▶ Exercise description
Copy out verbatim the lines of the items below, starting at the line containing "Practice step: identify the northern" and running through the final line, with both ends included.

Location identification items
──────────────────────────────
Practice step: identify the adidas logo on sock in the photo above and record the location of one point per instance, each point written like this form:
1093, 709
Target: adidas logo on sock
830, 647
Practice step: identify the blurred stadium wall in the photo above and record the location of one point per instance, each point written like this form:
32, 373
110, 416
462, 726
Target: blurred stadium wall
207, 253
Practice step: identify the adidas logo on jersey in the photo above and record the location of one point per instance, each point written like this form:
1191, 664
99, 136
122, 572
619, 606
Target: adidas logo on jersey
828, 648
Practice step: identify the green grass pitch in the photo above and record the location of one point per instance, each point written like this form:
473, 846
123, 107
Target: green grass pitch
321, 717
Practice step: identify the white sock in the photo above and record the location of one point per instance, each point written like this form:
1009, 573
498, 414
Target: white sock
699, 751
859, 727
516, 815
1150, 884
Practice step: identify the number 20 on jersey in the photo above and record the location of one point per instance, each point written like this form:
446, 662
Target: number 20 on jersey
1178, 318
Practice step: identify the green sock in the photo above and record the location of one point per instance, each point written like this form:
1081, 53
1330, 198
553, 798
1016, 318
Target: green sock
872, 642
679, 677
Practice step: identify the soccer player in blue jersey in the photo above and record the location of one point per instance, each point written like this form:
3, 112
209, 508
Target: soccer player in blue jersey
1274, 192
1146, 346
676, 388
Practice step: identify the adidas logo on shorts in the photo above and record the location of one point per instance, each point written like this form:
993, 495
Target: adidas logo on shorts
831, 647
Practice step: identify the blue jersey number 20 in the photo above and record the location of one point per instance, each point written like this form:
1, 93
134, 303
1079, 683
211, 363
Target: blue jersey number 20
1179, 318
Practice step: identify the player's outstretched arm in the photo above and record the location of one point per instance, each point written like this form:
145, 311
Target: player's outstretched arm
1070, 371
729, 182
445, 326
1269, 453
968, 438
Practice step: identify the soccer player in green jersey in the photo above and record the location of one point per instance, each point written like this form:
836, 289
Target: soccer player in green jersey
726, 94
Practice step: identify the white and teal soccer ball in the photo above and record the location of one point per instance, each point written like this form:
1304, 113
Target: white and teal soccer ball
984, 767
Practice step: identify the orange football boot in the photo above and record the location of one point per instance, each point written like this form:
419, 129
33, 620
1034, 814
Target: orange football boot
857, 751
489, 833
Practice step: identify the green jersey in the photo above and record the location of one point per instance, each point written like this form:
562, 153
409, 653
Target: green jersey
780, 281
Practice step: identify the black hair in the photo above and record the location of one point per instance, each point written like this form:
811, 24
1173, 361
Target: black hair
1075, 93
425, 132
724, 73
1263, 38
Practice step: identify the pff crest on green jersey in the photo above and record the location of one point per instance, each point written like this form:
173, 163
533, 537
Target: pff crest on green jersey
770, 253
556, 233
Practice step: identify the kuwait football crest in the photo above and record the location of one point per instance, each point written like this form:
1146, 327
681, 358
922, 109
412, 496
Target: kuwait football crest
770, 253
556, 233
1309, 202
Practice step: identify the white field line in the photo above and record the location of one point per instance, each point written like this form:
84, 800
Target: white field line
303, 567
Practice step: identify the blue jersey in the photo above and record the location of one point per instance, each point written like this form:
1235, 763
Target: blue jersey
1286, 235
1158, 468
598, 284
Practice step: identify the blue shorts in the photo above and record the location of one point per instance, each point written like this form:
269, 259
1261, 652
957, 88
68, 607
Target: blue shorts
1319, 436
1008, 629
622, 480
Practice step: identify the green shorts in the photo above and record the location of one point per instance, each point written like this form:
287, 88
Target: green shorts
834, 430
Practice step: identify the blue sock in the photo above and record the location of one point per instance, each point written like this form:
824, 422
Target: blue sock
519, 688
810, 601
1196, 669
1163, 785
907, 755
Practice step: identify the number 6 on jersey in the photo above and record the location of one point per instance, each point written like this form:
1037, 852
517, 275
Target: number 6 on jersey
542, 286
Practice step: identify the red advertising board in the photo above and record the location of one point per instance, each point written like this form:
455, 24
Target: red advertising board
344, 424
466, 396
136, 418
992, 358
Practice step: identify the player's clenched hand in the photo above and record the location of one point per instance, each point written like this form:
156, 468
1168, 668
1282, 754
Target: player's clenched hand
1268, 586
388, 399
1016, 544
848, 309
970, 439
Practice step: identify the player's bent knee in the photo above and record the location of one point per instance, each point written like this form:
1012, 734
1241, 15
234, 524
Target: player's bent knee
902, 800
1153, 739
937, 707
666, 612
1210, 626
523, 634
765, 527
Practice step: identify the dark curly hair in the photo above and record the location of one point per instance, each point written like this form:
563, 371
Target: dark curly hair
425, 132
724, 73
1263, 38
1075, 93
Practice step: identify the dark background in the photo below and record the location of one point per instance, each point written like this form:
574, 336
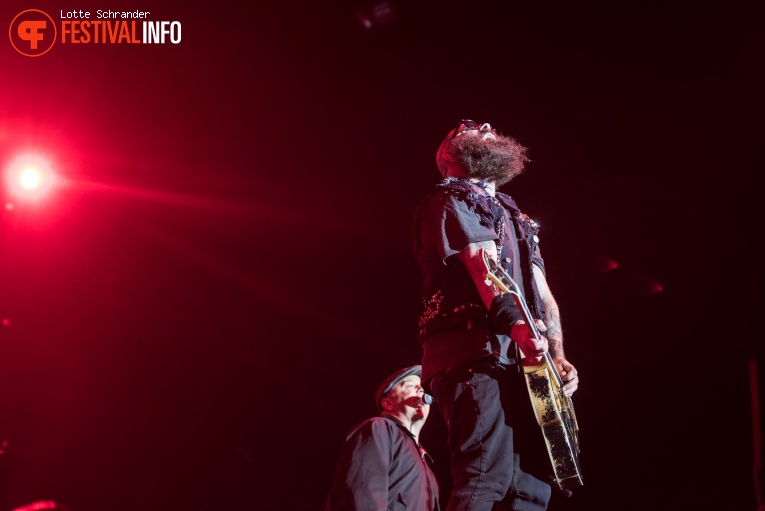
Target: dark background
208, 302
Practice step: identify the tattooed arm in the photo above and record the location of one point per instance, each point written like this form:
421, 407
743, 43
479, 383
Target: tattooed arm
554, 334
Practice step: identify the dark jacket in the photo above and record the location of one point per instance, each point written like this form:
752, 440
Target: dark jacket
382, 468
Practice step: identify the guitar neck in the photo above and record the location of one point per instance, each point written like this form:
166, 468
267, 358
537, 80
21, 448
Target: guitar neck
507, 285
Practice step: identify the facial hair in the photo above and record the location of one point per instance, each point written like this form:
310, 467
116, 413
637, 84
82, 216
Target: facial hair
498, 160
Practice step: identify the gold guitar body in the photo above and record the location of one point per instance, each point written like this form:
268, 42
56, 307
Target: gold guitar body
555, 414
553, 409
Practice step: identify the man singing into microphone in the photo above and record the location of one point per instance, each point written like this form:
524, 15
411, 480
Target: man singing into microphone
382, 464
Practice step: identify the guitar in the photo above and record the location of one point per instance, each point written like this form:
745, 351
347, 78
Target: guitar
553, 409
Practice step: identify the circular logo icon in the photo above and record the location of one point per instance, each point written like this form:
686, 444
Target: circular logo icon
32, 33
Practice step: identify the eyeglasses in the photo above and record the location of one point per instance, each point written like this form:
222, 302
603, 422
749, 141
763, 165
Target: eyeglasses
467, 125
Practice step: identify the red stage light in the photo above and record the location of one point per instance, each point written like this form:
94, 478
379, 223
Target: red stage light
29, 177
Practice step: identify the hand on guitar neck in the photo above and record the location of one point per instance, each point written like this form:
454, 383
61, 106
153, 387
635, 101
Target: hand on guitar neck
530, 340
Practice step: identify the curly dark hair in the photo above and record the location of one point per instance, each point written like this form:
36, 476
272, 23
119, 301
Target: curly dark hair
499, 160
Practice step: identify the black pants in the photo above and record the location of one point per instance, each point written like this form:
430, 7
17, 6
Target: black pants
492, 434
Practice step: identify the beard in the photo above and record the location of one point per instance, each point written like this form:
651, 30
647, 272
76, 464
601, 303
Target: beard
499, 160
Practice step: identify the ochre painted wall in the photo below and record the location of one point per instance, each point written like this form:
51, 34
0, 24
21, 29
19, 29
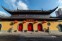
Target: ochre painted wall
6, 25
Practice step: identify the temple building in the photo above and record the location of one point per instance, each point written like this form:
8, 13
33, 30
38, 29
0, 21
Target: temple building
30, 20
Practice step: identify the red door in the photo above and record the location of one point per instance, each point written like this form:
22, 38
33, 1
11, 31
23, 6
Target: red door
40, 28
20, 27
30, 27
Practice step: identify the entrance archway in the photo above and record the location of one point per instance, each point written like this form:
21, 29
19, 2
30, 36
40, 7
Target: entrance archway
30, 27
60, 27
40, 28
20, 27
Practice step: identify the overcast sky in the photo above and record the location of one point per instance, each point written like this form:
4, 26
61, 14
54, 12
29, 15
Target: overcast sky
30, 5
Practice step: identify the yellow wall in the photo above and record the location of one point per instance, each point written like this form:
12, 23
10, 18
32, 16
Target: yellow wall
6, 25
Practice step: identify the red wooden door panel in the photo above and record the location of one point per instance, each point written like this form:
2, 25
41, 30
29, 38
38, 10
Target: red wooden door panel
40, 28
20, 27
30, 27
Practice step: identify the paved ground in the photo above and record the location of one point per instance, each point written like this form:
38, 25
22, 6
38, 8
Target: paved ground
25, 37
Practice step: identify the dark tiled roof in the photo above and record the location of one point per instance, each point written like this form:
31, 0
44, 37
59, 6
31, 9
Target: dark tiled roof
42, 12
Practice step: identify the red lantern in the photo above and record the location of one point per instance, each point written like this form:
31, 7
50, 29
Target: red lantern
35, 21
24, 21
43, 22
15, 21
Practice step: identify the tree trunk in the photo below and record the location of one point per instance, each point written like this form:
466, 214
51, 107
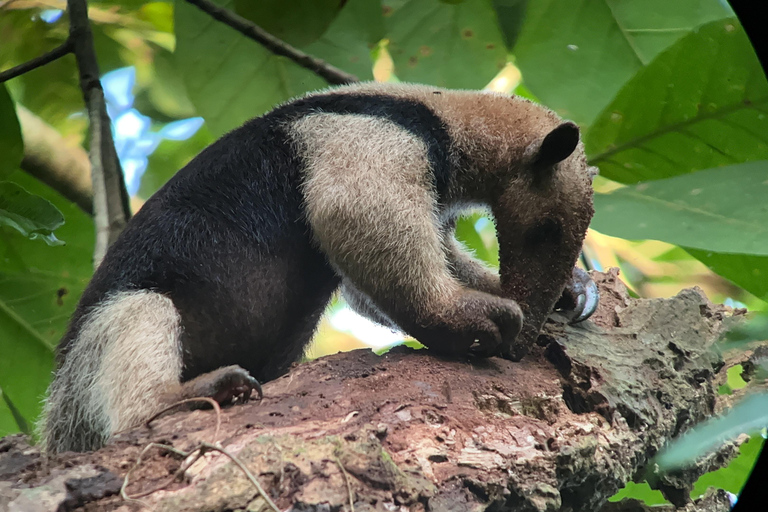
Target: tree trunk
563, 429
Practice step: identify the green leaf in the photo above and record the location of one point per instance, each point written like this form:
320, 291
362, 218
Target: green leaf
449, 44
229, 77
169, 157
11, 146
39, 288
297, 22
749, 415
702, 103
511, 14
348, 42
30, 215
482, 243
719, 210
575, 55
733, 477
745, 270
11, 420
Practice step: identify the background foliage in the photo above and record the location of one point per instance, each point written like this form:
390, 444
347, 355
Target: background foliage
669, 94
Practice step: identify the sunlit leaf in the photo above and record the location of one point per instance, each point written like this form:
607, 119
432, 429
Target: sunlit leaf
719, 210
11, 146
30, 215
450, 44
575, 55
348, 42
745, 270
39, 288
702, 103
297, 22
229, 77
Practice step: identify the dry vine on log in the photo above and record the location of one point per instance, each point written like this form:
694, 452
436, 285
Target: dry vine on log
562, 430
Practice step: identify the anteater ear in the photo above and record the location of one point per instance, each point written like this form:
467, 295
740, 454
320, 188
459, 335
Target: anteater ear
556, 146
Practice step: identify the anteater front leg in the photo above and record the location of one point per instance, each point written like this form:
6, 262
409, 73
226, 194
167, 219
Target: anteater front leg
371, 205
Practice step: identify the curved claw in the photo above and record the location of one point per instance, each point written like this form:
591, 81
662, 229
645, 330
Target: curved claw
580, 297
587, 301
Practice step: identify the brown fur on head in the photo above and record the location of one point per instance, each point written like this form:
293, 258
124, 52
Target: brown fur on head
539, 246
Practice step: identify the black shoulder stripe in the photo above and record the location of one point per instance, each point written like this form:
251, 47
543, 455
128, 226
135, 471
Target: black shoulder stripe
411, 115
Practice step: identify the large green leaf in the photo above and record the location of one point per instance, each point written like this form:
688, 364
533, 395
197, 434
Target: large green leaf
348, 41
719, 210
447, 43
231, 79
11, 146
749, 415
30, 215
575, 55
745, 270
702, 103
39, 288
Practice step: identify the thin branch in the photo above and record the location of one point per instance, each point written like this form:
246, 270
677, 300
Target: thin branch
331, 74
57, 53
110, 199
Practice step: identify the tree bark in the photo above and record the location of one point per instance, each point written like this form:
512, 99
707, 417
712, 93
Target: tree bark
563, 429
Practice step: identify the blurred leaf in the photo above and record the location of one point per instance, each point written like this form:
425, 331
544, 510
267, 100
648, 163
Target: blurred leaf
732, 477
745, 270
511, 14
52, 91
11, 420
165, 97
575, 55
719, 210
353, 35
169, 157
297, 22
639, 491
158, 14
449, 44
467, 234
11, 146
702, 103
230, 78
749, 415
30, 215
755, 329
39, 288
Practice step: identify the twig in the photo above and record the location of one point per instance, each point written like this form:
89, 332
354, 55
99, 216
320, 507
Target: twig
54, 161
57, 53
331, 74
349, 487
135, 498
208, 446
110, 199
211, 401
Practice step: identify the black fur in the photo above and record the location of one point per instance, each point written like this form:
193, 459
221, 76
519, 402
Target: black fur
227, 241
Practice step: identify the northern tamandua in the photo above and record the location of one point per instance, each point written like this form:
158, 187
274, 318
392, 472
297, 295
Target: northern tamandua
221, 277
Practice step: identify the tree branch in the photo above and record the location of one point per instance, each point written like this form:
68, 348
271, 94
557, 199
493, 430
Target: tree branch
110, 199
58, 52
49, 158
331, 74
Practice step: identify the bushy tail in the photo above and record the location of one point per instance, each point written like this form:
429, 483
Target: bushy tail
125, 356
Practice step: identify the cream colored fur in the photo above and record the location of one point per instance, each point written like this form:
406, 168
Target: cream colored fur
127, 355
355, 160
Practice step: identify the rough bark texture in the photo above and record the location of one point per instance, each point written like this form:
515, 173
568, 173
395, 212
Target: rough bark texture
563, 429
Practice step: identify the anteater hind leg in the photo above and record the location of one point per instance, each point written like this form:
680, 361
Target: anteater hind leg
123, 366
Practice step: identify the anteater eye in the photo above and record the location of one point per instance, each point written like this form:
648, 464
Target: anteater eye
546, 231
──────────────────────────────
▶ Answer below
Practice step: identify the northern tamandua in the photo above and record the location of one point per instance, each point written like this form:
158, 187
274, 318
392, 472
297, 295
Target: northern tamandua
221, 277
Practice step: identify the tree branch in the photo above and record the location of one point per instance, each point written like this form:
68, 348
271, 94
557, 199
493, 430
Target: tree branch
110, 199
58, 52
49, 158
331, 74
Practice step: identify the bushy tail in the photo above and record the location of one point per instance, each point written like this form:
429, 483
Target: bushy tail
125, 356
Practice step: identify the cream colored fur in the photo above and record the location of one point per instance, each point written like this form:
406, 168
Target: cream colored fur
127, 355
355, 160
Practice step: identify the rough bark texture in the photo above and record the location of one point per instance, each point written like this form:
515, 173
568, 173
395, 212
Target: rough bark texture
563, 429
Practice step: identify the anteater hind leg in the photo above and record the location of one point per instance, each point written like this form:
680, 361
Target: anteater hind leg
123, 366
Practice step: identify the anteater eye in the photo above and record the location of one point per instance, each point written like this form:
648, 464
Target: anteater eye
546, 231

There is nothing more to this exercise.